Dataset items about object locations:
--- start ---
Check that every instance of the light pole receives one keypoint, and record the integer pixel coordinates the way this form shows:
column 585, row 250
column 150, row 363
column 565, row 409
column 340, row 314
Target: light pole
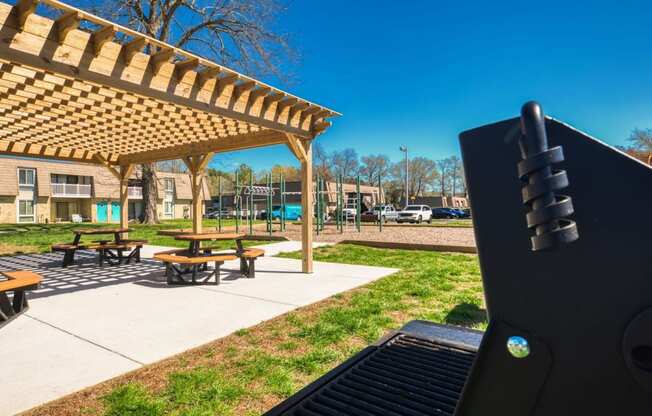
column 407, row 170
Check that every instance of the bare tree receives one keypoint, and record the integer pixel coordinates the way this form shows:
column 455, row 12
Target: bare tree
column 641, row 140
column 444, row 166
column 641, row 147
column 322, row 161
column 423, row 171
column 455, row 173
column 346, row 162
column 374, row 166
column 237, row 33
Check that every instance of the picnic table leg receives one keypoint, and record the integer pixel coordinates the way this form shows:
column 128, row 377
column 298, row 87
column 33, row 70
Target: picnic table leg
column 217, row 272
column 251, row 273
column 238, row 252
column 168, row 273
column 194, row 273
column 6, row 310
column 68, row 256
column 20, row 300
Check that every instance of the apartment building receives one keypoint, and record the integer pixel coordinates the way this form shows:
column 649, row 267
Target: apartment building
column 39, row 191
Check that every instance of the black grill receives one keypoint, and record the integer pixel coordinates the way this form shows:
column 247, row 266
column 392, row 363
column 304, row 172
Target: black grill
column 406, row 376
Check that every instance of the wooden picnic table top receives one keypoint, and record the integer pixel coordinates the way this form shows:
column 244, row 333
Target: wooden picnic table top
column 209, row 237
column 93, row 231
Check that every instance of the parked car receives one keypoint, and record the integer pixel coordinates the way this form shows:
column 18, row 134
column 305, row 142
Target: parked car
column 446, row 213
column 214, row 213
column 291, row 213
column 415, row 214
column 388, row 212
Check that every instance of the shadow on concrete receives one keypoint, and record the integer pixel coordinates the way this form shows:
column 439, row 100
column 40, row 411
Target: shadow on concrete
column 83, row 275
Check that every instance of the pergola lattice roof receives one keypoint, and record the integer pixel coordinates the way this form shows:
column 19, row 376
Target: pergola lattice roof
column 70, row 93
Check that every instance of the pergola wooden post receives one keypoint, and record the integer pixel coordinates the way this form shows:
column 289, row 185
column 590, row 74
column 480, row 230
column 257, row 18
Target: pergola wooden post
column 122, row 174
column 302, row 150
column 196, row 167
column 74, row 93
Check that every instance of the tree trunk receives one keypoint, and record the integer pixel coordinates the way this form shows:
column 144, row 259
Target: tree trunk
column 150, row 193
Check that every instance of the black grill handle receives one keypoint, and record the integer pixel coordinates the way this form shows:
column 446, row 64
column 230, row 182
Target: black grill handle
column 547, row 210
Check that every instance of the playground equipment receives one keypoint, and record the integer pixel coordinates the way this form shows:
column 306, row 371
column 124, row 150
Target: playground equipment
column 550, row 349
column 348, row 206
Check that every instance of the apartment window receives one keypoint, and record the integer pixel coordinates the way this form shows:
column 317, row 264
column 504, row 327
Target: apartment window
column 168, row 201
column 25, row 211
column 26, row 177
column 169, row 185
column 169, row 208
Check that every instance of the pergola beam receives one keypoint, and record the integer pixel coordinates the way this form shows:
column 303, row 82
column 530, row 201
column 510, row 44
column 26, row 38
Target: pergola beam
column 196, row 167
column 226, row 144
column 89, row 57
column 302, row 150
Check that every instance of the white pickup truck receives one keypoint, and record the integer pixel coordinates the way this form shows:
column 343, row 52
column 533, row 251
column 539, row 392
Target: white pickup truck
column 415, row 214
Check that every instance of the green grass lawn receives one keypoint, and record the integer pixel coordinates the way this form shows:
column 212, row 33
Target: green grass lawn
column 37, row 238
column 250, row 371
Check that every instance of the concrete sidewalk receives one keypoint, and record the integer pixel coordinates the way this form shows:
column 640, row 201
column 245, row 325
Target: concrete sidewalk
column 87, row 324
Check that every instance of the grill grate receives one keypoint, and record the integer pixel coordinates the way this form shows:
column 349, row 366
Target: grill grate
column 406, row 376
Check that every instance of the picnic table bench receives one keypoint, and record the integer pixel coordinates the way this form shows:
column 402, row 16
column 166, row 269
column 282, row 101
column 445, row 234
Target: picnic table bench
column 190, row 264
column 196, row 257
column 110, row 251
column 17, row 282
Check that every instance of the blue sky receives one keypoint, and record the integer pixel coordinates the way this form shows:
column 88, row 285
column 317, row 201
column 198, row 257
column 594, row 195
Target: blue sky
column 419, row 72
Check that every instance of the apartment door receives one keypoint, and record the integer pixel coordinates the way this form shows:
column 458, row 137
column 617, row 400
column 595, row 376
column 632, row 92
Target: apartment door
column 102, row 214
column 115, row 211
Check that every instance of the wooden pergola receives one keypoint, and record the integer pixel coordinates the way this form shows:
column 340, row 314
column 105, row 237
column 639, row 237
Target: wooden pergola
column 70, row 90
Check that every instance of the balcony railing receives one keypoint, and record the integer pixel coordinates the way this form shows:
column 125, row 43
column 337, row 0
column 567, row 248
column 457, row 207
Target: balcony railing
column 71, row 190
column 135, row 192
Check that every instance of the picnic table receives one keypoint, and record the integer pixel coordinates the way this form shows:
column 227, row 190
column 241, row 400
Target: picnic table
column 197, row 257
column 116, row 231
column 195, row 241
column 110, row 251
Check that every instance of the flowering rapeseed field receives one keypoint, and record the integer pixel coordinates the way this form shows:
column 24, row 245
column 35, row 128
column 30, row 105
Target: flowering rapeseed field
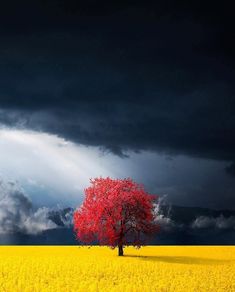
column 158, row 268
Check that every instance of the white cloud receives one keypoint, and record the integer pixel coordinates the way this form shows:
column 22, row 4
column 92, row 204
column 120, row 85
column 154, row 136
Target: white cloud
column 58, row 168
column 220, row 222
column 17, row 214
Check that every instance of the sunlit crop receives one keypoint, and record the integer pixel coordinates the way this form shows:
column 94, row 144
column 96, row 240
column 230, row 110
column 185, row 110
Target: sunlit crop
column 75, row 268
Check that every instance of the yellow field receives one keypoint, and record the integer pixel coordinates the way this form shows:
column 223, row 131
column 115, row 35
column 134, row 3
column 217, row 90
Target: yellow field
column 84, row 269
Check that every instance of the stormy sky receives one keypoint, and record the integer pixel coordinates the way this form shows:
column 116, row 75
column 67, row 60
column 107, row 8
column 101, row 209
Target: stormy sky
column 141, row 89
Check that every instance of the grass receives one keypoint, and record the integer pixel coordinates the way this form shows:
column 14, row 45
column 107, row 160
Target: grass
column 156, row 268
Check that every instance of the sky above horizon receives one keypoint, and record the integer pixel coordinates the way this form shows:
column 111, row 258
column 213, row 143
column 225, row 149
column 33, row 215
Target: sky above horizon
column 141, row 89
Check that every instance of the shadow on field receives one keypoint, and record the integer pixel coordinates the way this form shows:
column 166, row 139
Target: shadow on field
column 182, row 260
--- end ---
## DIRECTIONS
Extract every one of the items above word for word, leaving the pictures out of your answer.

## SOLUTION TO THIS TASK
Check that every instance of the light pole receives one keypoint, and record the integer pixel coordinates the way this form shows:
column 585, row 250
column 150, row 363
column 565, row 409
column 340, row 314
Target: light pole
column 407, row 170
Check that every instance of the bare tree receives one keypoint, and record the integer pixel coordinates the way this form shows:
column 455, row 12
Target: bare tree
column 641, row 140
column 444, row 166
column 641, row 147
column 322, row 161
column 423, row 171
column 455, row 173
column 346, row 162
column 374, row 166
column 237, row 33
Check that every instance of the picnic table leg receives one keypoint, and record the integer pixel coordinates the way this form shows:
column 128, row 377
column 298, row 87
column 33, row 70
Target: picnic table leg
column 217, row 272
column 251, row 273
column 238, row 252
column 168, row 273
column 194, row 273
column 6, row 310
column 68, row 256
column 20, row 300
Check that every instance of the apartment building receives one keypoint, and record the integer pixel coordinates the way this form shows:
column 649, row 267
Target: apartment building
column 39, row 191
Check that every instance of the black grill receives one keypoint, and record the integer pixel coordinates the way this form shows:
column 247, row 266
column 392, row 363
column 304, row 172
Target: black grill
column 406, row 376
Check that every instance of the wooden picnic table top receives one keypoint, and record the integer pixel coordinates the way this form shows:
column 244, row 333
Target: wooden picnic table top
column 209, row 237
column 93, row 231
Check that every instance of the parked car receives one keypoint, and record the integer pixel coordinates the way this form shows:
column 18, row 134
column 305, row 142
Target: parked car
column 446, row 213
column 214, row 213
column 291, row 213
column 415, row 214
column 388, row 212
Check that every instance of the shadow on concrete receives one keypoint, and record the integer pixel coordinates the way this form shows:
column 439, row 100
column 40, row 411
Target: shadow on concrete
column 83, row 275
Check that every instance of the pergola lattice roof receives one keypoint, and record the integer pixel coordinates the way this form shows:
column 19, row 376
Target: pergola lattice roof
column 70, row 93
Check that every instance of the pergola wooden post receives one keypoint, and record the integer pixel coordinates the way this form shows:
column 289, row 185
column 590, row 74
column 480, row 230
column 257, row 18
Target: pergola wooden post
column 122, row 174
column 302, row 150
column 196, row 167
column 74, row 93
Check that every instance of the tree trunk receives one keypoint, and record the integer pixel coordinates the way this form shows:
column 144, row 259
Target: tree trunk
column 150, row 193
Check that every instance of the black grill handle receives one keypoint, and record the integer pixel coordinates the way this form shows:
column 446, row 64
column 230, row 182
Target: black grill handle
column 547, row 210
Check that every instance of the playground equipment receives one keypoint, and record the integer pixel coordinates the way this form shows:
column 306, row 371
column 124, row 150
Target: playground equipment
column 550, row 349
column 348, row 206
Check that every instance of the apartment window receives one keypoint, and record the integer pixel coordinates the way this form shows:
column 317, row 264
column 504, row 327
Target: apartment window
column 168, row 201
column 25, row 211
column 26, row 177
column 169, row 185
column 169, row 208
Check that every instance of the pergola beam receives one keypoint, and record the integer pixel coordinates the way this form shows:
column 303, row 82
column 530, row 201
column 510, row 44
column 26, row 38
Target: pergola beam
column 196, row 167
column 226, row 144
column 89, row 57
column 302, row 150
Check that every instance of the white pickup truck receives one keypoint, and record the integer pixel coordinates the way this form shows:
column 343, row 52
column 533, row 251
column 539, row 392
Target: white pickup truck
column 415, row 214
Check that every instance of the green grass lawn receives one keypoint, and record the integer pixel coordinates the way this form shows:
column 212, row 33
Target: green grass lawn
column 37, row 238
column 250, row 371
Check that every instance of the concrete sidewalk receives one keypoint, and record the integer pixel coordinates the way this form shows:
column 640, row 201
column 245, row 325
Target: concrete sidewalk
column 87, row 324
Check that every instance of the grill grate receives one keypoint, and record the integer pixel coordinates the way this form shows:
column 349, row 366
Target: grill grate
column 406, row 376
Check that every instance of the picnic table bench receives one keypoint, and record the integer pixel coordinates the way this form shows:
column 402, row 16
column 166, row 269
column 282, row 101
column 445, row 234
Target: picnic table bench
column 190, row 264
column 196, row 257
column 110, row 251
column 17, row 282
Check that every instance of the blue sky receives one keypoint, and record the integer pixel coordinates the way this form shows:
column 88, row 285
column 317, row 201
column 198, row 257
column 594, row 195
Target: blue sky
column 419, row 72
Check that every instance of the apartment door receives one keypoint, and record the integer pixel coordinates the way this form shows:
column 458, row 137
column 617, row 400
column 595, row 376
column 632, row 92
Target: apartment door
column 102, row 214
column 115, row 211
Check that every instance of the wooden pergola receives one keypoint, and record the integer pixel coordinates the way this form shows:
column 340, row 314
column 105, row 237
column 639, row 237
Target: wooden pergola
column 70, row 90
Check that every instance of the balcony railing receives one keypoint, and record the integer pixel coordinates the way this form shows:
column 125, row 43
column 337, row 0
column 567, row 248
column 457, row 207
Target: balcony railing
column 71, row 190
column 135, row 192
Check that every instance of the picnic table receives one keypoint, and record the integer pixel coordinates the way this form shows:
column 227, row 190
column 241, row 400
Target: picnic table
column 197, row 257
column 116, row 231
column 195, row 241
column 110, row 251
Check that every instance of the flowering rapeseed field receives one keypoint, and record the integer pixel coordinates the way this form shows:
column 24, row 245
column 35, row 128
column 30, row 105
Target: flowering rapeseed field
column 158, row 268
Check that every instance of the white cloud receives one keypoint, and record the integer pixel coordinates the way this form shows:
column 22, row 4
column 92, row 204
column 120, row 85
column 154, row 136
Target: white cloud
column 58, row 168
column 220, row 222
column 17, row 214
Check that every instance of the sunlit crop receives one keypoint, and record the integer pixel coordinates the way this form shows:
column 94, row 144
column 96, row 240
column 230, row 110
column 185, row 110
Target: sunlit crop
column 75, row 268
Check that every instance of the yellow field receives one keypoint, and record the integer pixel coordinates the way this form shows:
column 223, row 131
column 115, row 35
column 134, row 3
column 217, row 90
Target: yellow field
column 84, row 269
Check that every instance of the stormy sky receives one keypoint, and record the integer pixel coordinates the way this form shows:
column 116, row 75
column 67, row 60
column 107, row 8
column 101, row 209
Target: stormy sky
column 141, row 89
Check that every instance of the grass receives one keypoint, and record the integer pixel coordinates the way this form shows:
column 14, row 45
column 107, row 160
Target: grass
column 156, row 268
Check that every instance of the sky above horizon receives one keypoint, and record the integer pixel coordinates the way this form shows:
column 111, row 258
column 213, row 143
column 225, row 149
column 33, row 215
Target: sky above horizon
column 141, row 89
Check that every instance of the shadow on field receives one keypoint, and record the integer pixel coordinates the way this form shows:
column 166, row 139
Target: shadow on field
column 182, row 260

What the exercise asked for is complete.